━━━━━ INPUT

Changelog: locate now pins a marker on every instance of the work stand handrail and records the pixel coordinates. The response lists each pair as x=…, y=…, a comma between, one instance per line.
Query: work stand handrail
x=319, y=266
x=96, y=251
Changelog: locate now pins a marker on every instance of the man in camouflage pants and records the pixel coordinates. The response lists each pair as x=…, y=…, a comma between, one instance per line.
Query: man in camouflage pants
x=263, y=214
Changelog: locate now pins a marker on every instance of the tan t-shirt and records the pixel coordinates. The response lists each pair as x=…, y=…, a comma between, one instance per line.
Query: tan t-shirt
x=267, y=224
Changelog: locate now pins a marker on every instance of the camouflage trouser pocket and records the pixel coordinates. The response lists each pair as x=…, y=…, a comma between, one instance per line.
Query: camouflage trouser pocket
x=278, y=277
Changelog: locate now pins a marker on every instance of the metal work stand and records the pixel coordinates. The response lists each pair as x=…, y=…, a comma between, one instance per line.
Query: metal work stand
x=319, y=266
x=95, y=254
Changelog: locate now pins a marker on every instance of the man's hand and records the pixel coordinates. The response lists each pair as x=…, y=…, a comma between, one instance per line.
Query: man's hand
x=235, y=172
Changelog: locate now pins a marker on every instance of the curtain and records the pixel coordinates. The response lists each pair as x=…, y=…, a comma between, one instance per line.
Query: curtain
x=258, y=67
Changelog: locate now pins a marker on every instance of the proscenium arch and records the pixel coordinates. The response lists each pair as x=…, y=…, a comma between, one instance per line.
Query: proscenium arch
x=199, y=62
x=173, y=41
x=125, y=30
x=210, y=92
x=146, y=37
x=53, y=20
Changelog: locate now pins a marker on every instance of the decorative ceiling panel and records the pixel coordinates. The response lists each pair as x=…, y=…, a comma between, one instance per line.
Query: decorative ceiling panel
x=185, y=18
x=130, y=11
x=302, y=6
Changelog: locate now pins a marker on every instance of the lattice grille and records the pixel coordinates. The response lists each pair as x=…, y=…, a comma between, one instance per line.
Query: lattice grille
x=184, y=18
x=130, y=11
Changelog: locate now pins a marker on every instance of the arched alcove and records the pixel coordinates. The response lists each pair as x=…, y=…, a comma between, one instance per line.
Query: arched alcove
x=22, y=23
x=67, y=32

━━━━━━━━━━

● JOB: Put the records above into a Markdown table with two columns, Row and Record line, giving each line its own row and leaving out blank lines.

● ANSWER TO THE PROBLEM:
| Row | Record line |
|---|---|
| 1 | Changelog: locate now pins a marker on every instance of the work stand handrail and records the pixel coordinates. The response lists each pair as x=…, y=…, a comma between, one instance per line. |
| 2 | Query: work stand handrail |
| 3 | x=319, y=266 |
| 4 | x=96, y=251 |
| 5 | Changelog: locate now pins a marker on every instance of the man in camouflage pants and records the pixel coordinates. The response lists each pair as x=…, y=…, a comma between, one instance per line. |
| 6 | Query: man in camouflage pants |
| 7 | x=263, y=214 |
| 8 | Changelog: locate now pins a marker on every instance of the tan t-shirt and records the pixel coordinates. The response lists each pair as x=…, y=…, a comma between, one instance per line. |
| 9 | Query: tan t-shirt |
| 10 | x=267, y=224 |
| 11 | Changelog: locate now pins a marker on every instance of the camouflage trouser pocket and records the pixel coordinates. The response lists each pair as x=…, y=…, a comma between, one instance per line. |
| 12 | Query: camouflage trouser pocket |
| 13 | x=278, y=277 |
| 14 | Changelog: locate now pins a marker on every instance of the metal work stand and records the pixel coordinates. The response lists each pair as x=…, y=…, a comma between, one instance per line. |
| 15 | Query: metal work stand |
| 16 | x=319, y=266 |
| 17 | x=95, y=254 |
| 18 | Changelog: locate now pins a marker on every instance of the man's hand and records the pixel coordinates. The response lists each pair as x=…, y=…, a comma between, one instance per line. |
| 19 | Query: man's hand |
| 20 | x=235, y=172 |
| 21 | Changelog: locate now pins a marker on every instance of the curtain and records the pixel coordinates. The response lists each pair as x=…, y=…, a comma between, one instance per line. |
| 22 | Query: curtain |
| 23 | x=258, y=67 |
| 24 | Changelog: locate now pins a marker on every instance of the proscenium arch and records the pixel coordinates. The response lists each pair as x=…, y=…, a comma between, one instance per line. |
| 25 | Query: proscenium arch |
| 26 | x=199, y=62 |
| 27 | x=173, y=41 |
| 28 | x=125, y=30 |
| 29 | x=210, y=92 |
| 30 | x=146, y=37 |
| 31 | x=53, y=20 |
| 32 | Changelog: locate now pins a marker on every instance of the decorative ceiling panel and records the pixel coordinates. The response lists each pair as x=…, y=…, a comma between, one instance per line. |
| 33 | Query: decorative ceiling panel |
| 34 | x=185, y=18 |
| 35 | x=130, y=11 |
| 36 | x=302, y=6 |
| 37 | Changelog: locate now pins a marker on every instance of the lattice grille and records the pixel coordinates. The response lists each pair as x=…, y=…, a comma between, one instance per line. |
| 38 | Query: lattice grille |
| 39 | x=184, y=18 |
| 40 | x=130, y=11 |
| 41 | Changelog: locate now pins a marker on every instance of the arched alcove and records the pixel coordinates. The response lists each pair as x=…, y=…, a comma between, one instance per line. |
| 42 | Query: arched alcove |
| 43 | x=22, y=23 |
| 44 | x=67, y=32 |